What is expected >> Rewrite all the rows below as a JSON list of strings, one string per line, with blank lines left out. Leave the pictures out of the list.

-=-=-

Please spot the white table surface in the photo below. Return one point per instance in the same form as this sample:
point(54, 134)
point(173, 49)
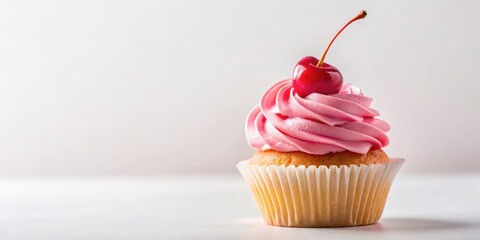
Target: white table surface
point(218, 207)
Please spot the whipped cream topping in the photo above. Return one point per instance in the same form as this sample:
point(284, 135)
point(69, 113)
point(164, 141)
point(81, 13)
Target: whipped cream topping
point(317, 124)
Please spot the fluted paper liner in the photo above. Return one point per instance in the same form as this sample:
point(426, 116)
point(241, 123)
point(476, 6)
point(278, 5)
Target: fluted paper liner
point(320, 196)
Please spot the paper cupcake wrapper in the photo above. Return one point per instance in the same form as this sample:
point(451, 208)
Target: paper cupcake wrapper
point(320, 196)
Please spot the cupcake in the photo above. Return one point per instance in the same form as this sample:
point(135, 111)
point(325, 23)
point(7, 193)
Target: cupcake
point(319, 159)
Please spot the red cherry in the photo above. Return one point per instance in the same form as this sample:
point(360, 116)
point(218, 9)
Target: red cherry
point(308, 78)
point(316, 76)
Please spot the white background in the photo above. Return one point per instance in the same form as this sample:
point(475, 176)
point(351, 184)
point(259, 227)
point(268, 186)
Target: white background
point(162, 87)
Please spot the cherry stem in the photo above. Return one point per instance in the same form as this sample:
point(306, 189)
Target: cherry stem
point(360, 15)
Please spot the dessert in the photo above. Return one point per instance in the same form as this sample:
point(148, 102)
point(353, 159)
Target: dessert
point(320, 161)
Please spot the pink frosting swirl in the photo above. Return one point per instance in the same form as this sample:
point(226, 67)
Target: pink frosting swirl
point(317, 124)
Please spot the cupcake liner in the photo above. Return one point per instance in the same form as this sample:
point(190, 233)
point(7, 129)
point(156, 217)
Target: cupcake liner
point(320, 196)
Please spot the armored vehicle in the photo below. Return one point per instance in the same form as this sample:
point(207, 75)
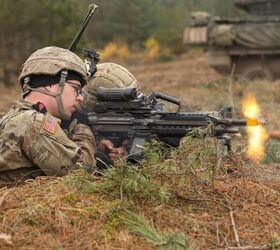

-=-=-

Exercise output >>
[
  "Please spot the white table surface in the photo below. Return one point per instance in the same form as this sample:",
  "point(54, 134)",
  "point(173, 49)",
  "Target: white table surface",
  "point(218, 207)",
  "Please spot the whipped cream topping in the photo above. Return one point per instance in the same form as this sample:",
  "point(284, 135)",
  "point(69, 113)",
  "point(164, 141)",
  "point(81, 13)",
  "Target: whipped cream topping",
  "point(317, 124)",
  "Please spot the fluted paper liner in the photo above. Return one point per instance in the same form as this sample:",
  "point(426, 116)",
  "point(241, 123)",
  "point(476, 6)",
  "point(278, 5)",
  "Target: fluted paper liner",
  "point(320, 196)",
  "Please spot the paper cupcake wrapper in the photo above. Return one point per instance in the same form as this sample:",
  "point(451, 208)",
  "Target: paper cupcake wrapper",
  "point(320, 196)",
  "Please spot the cupcake in the photo above. Return one point per instance in the same form as this sample:",
  "point(135, 111)",
  "point(325, 23)",
  "point(7, 193)",
  "Target: cupcake",
  "point(319, 159)",
  "Please spot the red cherry in the photo above. Return one point per instance in the same form as this sample:",
  "point(360, 116)",
  "point(218, 9)",
  "Target: red cherry",
  "point(308, 78)",
  "point(316, 76)",
  "Please spot the white background in the photo above. Return one point per instance in the same form as this sample:",
  "point(475, 176)",
  "point(351, 184)",
  "point(259, 227)",
  "point(268, 186)",
  "Target: white background",
  "point(162, 87)",
  "Please spot the cherry stem in the photo above. Return one point per instance in the same form as this sample:",
  "point(306, 189)",
  "Target: cherry stem",
  "point(360, 15)",
  "Please spot the dessert in the photo above. Return one point per instance in the same form as this sample:",
  "point(148, 102)",
  "point(353, 159)",
  "Target: dessert",
  "point(320, 161)",
  "Please spot the pink frosting swirl in the photo above. Return one point per instance in the same form as this sample:",
  "point(226, 67)",
  "Target: pink frosting swirl",
  "point(317, 124)",
  "Please spot the cupcake liner in the photo above. Return one point per instance in the same form as this sample:",
  "point(190, 233)",
  "point(7, 129)",
  "point(156, 217)",
  "Target: cupcake liner",
  "point(320, 196)",
  "Please spot the armored vehicle in the photo below. Return one point per instance in the same form as this sample:",
  "point(207, 75)"
]